## TEXTO PARA LEITURA:
O ESTADO DE S. PAULO
Menos mal que o secretário de Defesa dos EUA, Robert Gates, disse dias atrás que "deveria ter a cabeça examinada" quem aconselhasse a Casa Branca a "mandar um grande contingente" para regiões conturbadas no Oriente Médio e na África. Nem grande nem pequeno, é o caso de corrigir, diante da notícia de que Washington decidiu deslocar para perto da costa líbia forças navais e aéreas acantonadas no Mediterrâneo, no Mar da Arábia e no Golfo Pérsico. Além disso, começou a examinar com os seus aliados da Otan estratégias para apressar o fim do regime do coronel Muamar Kadafi, que já perdeu para a insurreição popular desatada há menos de três semanas o controle de cerca de 80% do território, onde se localizam os seus principais campos petrolíferos.

## INSTRUÇÃO DA TAREFA:
Prossiga o editorial sobre a reação dos EUA à revolta na Líbia, começando logo após a última frase.

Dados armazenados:
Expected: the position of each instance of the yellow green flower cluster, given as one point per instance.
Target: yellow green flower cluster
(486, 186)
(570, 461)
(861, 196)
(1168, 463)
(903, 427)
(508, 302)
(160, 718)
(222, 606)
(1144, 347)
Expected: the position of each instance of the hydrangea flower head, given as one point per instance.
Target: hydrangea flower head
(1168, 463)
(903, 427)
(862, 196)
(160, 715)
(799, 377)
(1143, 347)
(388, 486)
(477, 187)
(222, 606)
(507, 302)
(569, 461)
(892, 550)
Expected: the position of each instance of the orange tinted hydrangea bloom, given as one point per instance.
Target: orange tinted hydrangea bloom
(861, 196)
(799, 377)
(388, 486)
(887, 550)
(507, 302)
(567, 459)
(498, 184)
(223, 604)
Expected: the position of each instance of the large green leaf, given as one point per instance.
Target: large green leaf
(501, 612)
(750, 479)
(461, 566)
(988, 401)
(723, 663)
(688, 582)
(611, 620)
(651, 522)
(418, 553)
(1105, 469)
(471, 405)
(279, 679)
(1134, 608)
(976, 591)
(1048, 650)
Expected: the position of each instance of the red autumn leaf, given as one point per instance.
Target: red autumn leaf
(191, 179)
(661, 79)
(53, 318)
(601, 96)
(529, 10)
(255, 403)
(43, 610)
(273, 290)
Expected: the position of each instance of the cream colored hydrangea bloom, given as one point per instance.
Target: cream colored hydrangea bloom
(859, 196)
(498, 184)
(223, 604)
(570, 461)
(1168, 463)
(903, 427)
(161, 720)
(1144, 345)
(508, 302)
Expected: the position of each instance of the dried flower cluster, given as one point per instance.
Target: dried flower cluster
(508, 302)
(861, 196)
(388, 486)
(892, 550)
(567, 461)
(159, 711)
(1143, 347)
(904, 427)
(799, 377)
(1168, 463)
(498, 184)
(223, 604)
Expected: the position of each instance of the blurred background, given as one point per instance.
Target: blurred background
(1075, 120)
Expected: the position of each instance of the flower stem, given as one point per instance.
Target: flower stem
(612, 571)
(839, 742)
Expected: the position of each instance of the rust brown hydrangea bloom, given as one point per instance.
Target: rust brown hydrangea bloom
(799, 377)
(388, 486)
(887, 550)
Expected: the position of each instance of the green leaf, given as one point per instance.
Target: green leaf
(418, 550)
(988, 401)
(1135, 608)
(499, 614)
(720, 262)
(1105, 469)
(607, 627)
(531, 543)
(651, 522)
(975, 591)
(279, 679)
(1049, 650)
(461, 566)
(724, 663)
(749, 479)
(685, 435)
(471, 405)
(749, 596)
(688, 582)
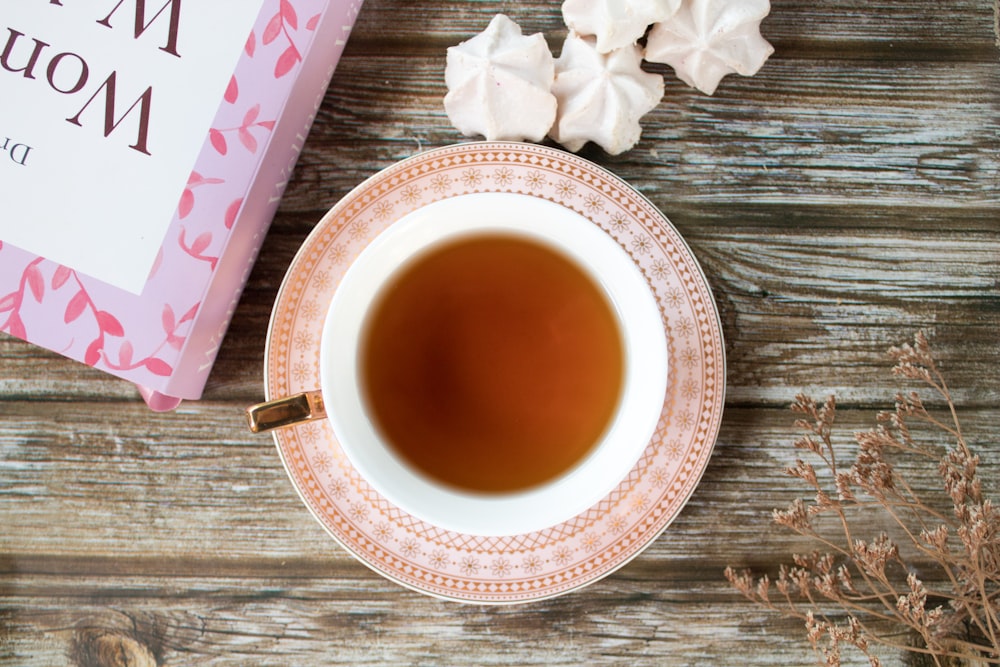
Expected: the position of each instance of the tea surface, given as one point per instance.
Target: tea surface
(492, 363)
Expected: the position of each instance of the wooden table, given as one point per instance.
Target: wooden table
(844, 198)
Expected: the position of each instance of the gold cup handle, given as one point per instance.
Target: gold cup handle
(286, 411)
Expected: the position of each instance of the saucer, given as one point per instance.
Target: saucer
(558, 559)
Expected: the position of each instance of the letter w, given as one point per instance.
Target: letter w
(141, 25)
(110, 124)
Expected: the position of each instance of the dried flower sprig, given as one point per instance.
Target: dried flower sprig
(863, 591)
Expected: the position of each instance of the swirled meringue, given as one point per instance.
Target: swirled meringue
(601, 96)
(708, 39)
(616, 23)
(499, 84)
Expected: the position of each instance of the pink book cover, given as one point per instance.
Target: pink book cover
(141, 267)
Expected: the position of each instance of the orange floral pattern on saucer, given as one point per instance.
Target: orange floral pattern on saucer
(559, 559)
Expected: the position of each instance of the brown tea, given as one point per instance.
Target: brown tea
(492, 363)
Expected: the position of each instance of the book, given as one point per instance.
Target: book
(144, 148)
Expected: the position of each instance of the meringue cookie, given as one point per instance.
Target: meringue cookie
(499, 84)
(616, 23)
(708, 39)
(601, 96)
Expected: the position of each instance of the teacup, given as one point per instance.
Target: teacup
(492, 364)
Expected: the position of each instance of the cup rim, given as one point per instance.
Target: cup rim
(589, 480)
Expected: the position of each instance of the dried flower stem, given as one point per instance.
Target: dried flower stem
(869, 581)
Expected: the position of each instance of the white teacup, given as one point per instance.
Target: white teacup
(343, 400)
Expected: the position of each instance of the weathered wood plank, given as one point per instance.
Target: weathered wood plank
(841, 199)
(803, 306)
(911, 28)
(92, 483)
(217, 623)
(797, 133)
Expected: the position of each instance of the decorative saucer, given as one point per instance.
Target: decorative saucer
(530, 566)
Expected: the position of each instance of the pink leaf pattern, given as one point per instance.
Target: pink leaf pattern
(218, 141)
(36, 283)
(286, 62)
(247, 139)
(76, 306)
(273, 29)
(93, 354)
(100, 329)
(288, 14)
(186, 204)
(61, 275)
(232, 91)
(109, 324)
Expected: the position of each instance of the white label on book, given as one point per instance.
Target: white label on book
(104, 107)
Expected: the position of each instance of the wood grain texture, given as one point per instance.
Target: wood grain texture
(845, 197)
* * *
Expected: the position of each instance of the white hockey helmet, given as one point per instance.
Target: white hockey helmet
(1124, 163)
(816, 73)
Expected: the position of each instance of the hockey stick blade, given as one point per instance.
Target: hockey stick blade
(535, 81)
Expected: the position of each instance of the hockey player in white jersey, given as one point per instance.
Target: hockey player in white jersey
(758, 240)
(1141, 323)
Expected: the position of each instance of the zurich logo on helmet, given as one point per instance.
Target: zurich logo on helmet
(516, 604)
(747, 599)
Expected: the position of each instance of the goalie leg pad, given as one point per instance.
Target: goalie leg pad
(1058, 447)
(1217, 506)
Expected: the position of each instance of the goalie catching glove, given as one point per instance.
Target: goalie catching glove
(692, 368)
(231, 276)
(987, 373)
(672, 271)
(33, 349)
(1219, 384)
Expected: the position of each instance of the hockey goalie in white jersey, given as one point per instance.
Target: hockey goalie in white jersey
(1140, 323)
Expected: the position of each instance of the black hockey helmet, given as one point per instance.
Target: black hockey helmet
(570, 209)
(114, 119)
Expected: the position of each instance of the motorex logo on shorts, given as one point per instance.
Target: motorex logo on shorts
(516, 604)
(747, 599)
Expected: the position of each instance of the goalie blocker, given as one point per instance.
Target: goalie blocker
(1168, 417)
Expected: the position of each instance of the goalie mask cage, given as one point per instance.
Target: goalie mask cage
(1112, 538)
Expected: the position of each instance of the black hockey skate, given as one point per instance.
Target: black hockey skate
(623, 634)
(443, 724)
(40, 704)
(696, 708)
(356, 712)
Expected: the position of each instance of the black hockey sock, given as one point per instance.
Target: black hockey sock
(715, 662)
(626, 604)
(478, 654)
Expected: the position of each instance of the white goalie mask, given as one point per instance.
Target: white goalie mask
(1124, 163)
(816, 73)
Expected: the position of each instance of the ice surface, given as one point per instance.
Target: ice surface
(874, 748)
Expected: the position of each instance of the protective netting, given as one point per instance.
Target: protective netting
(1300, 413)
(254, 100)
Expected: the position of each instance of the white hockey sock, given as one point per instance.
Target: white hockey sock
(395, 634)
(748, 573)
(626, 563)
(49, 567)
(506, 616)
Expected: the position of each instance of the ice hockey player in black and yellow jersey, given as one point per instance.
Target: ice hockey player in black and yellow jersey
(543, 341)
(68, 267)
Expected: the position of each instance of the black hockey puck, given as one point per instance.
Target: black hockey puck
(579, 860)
---
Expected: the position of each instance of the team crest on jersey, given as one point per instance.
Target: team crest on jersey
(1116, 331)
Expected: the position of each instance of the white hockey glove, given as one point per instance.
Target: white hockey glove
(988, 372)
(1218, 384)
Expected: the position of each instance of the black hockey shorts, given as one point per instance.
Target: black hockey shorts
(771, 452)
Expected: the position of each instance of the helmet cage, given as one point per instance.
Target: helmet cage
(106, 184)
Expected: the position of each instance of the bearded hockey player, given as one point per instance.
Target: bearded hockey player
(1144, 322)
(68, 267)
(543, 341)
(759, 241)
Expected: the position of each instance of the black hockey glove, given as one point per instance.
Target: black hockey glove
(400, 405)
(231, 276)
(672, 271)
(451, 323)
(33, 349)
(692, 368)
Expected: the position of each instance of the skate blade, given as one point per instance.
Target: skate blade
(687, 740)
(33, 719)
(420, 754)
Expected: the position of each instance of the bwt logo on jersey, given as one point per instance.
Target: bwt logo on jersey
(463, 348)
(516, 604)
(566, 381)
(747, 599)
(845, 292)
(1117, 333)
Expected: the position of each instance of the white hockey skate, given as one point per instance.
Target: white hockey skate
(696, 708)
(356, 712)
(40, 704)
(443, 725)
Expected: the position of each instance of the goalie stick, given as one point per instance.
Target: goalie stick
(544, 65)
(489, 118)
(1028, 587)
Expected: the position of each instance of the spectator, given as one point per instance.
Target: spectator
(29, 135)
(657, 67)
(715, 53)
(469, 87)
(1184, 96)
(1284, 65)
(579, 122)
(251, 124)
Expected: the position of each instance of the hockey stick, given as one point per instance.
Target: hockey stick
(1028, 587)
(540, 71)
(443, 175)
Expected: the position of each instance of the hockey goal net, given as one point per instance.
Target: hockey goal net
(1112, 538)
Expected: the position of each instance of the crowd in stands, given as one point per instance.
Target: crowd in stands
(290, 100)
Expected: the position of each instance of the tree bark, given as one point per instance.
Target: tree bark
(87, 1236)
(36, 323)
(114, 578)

## ESPAÇO DE RESPOSTA:
Na segunda-feira, ao participar em Genebra da reunião do Conselho de Direitos Humanos da ONU convocada para suspender a Líbia do organismo e abrir uma investigação sobre as violências da ditadura contra a população desde o início do levante - segundo as estimativas, morreram entre mil e 2 mil civis -, a secretária de Estado Hillary Clinton anunciou que "todas as opções estão na mesa", para não excluir de saída uma intervenção armada na Líbia. Mas fez questão de acrescentar que nenhum dos governos com os quais vem conversando coloca a opção militar "no topo da lista" e que o deslocamento das forças americanas tem a finalidade de dar eventual apoio logístico a missões humanitárias na Líbia.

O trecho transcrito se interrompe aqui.